* BEGIN Passage shown *

Casey Spooner is one half of the duo Fischerspooner, set to grace the West Coast with their eclectic presence next month. I had the chance to talk with Mr. Spooner over the phone to discuss the tour, Coachella, and Ronnie James Dio.
You’re playing the House of Blues in Anaheim, have you played here before?
Yea, I think this might be our fourth time.
You’re doing five shows in six nights which seems kind of busy.
Oh no, that’s not a bad schedule at all. When we toured last year we were on the road for three months and sometimes we would do six days on and one day off or seven shows and one day off. So just to do, like, five shows back to back is not so bad.
Do you like it that way?
I love it that way! I love the endurance of it. It’s more like sport.
How did “Fischer” end up coming before “Spooner?” Just alphabetical?
Uh…I don’t know, I can’t remember. I think it just sounded better. My face is everywhere so I guess I get face first and he gets name first.
You guys do some awesome music videos and what do you think is the benefit of doing a music video in this day and age? MTV doesn’t really play them anymore, but the internet lets you do any kind of video you want.
Everybody watches everything online now, so, in a way, music videos have a less commercial vibe and are more grassroots. The contradiction is that there is nobody to pay for them. The big challenge now is how do you pull one off when you’re paying for it yourself?
At least you have a little more freedom then, right?
Nobody ever told us what to do, so we’ve always been pretty free, but, exactly, the only limits are logistical.
Does the constant made-up labeling for your band bug you at all? Everyone seems to kind of have a new spin on the word “Electronic” or electro-clash or something…
You know, I love it, I mean…please talk about me! The more you call me anything the better it is! We started working in the summer of ’98 and spent a lot of time together, and through that fall we started recording and it was through that summer and that fall that we defined everything we were gonna do and have done. So, we worked through several years putting everything together. Then around 2001 we played this festival called “Electro Clash” and we had already recorded the entire album and we had made music videos and made the performances; basically everything was finished. Then that word sort of got kicked around after playing that festival, but for us we had already defined what we did long before there was any kind of a name for it. There was never any confusion for us about what we were doing. We just keep working and people keep trying to find a way to define us. That’s great, you know, good luck! I don’t know what I do! I just make it; it’s your job to figure it out.
Speaking of making it, have you two every talked about switching roles with you programming and he singing?
God no, he (Warren Fischer, programmer) is not a performer, at all. Never has been, never will be so it’s a match made in heaven.
I noticed you pretty much do all the interviews so does he not enjoy the spotlight or what?
(pause) Um…he’s just lazy.
(laughs)
Fair enough.
He’s a real diva, that’s the funny thing. I’m like the approachable, down to earth, easy to work with, hands-on, get my hands dirty…he’s the more “Don’t talk to me, don’t look at me, don’t bother me, I’m not available.”
You have a fairly unique brand of music so what type of influences do you have? Specifically, and this might be weird, but Ronnie James Dio died the other day and did you listen to him growing up?
Who?
Ronnie James Dio from Black Sabbath.
Oh wow…Warren is more like a rock dude. He grew up playing classical violin and his mother was an opera singer. He was in indie rock bands and a math rock band called Table. Very kind of intellectual Chicago rock and he comes from more of a rock background. That sort of defines one direction whereas I was a painter and worked in experimental theatre and video art and have a performance background. Our influences aren’t just musical, it’s sort of a combination of image and performance and sound. It’s not that segregated, as it’s not that clear cut when we work together. He’s worked in film and has that visual sense and I grew up around a lot of great musicians and I have an ear, too. To define it is not so easy.

* END Passage shown *

## Given problem 1
List every line of the rows that contains the string "teapot", treating uppercase and lowercase as different.
The Fischerspooner interview and the rows that come next are unrelated material.

* BEGIN Provided records *

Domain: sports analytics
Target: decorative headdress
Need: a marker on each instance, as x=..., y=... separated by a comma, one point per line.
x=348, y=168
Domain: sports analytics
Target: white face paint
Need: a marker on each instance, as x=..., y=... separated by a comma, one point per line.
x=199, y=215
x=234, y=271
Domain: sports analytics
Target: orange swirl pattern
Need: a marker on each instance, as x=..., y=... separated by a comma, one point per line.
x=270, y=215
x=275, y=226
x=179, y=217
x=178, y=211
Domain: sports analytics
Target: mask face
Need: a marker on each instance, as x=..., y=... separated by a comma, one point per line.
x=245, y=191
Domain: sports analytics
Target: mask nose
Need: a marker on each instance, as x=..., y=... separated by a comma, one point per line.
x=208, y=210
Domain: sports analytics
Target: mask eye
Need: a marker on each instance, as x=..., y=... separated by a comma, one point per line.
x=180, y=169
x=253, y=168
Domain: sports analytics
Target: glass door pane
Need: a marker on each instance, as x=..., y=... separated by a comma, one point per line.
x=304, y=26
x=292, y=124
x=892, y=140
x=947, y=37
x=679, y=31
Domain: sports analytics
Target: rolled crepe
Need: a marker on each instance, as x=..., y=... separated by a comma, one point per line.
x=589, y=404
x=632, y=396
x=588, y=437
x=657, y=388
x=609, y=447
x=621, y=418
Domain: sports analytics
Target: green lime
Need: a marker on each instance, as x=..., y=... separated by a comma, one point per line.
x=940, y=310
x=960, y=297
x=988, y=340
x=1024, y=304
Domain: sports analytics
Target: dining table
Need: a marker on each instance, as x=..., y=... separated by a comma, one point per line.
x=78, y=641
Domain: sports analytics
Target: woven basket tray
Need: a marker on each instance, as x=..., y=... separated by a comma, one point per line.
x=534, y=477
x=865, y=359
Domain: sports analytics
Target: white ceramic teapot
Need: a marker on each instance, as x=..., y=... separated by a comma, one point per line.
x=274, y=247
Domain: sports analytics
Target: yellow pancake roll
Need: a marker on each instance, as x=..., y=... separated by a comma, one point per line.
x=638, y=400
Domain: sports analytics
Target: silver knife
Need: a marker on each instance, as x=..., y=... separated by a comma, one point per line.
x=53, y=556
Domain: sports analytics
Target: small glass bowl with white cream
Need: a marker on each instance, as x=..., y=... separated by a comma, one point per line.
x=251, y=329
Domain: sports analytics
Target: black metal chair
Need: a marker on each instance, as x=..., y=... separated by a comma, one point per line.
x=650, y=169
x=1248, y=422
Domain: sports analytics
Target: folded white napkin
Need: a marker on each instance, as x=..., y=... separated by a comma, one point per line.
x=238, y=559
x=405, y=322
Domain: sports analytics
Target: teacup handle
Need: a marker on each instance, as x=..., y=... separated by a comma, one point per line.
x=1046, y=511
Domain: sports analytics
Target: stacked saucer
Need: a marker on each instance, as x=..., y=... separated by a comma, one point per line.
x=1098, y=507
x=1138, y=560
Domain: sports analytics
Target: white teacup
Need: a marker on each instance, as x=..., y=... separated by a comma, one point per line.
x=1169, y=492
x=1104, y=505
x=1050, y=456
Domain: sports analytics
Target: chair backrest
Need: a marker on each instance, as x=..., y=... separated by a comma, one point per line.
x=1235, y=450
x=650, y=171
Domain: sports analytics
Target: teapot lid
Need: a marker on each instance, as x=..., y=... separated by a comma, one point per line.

* END Provided records *

## Given problem 2
In the Fischerspooner interview, what is the name of the math rock band Warren Fischer was in?

## Problem solution 1
Target: white ceramic teapot
Target: teapot lid

## Problem solution 2
Table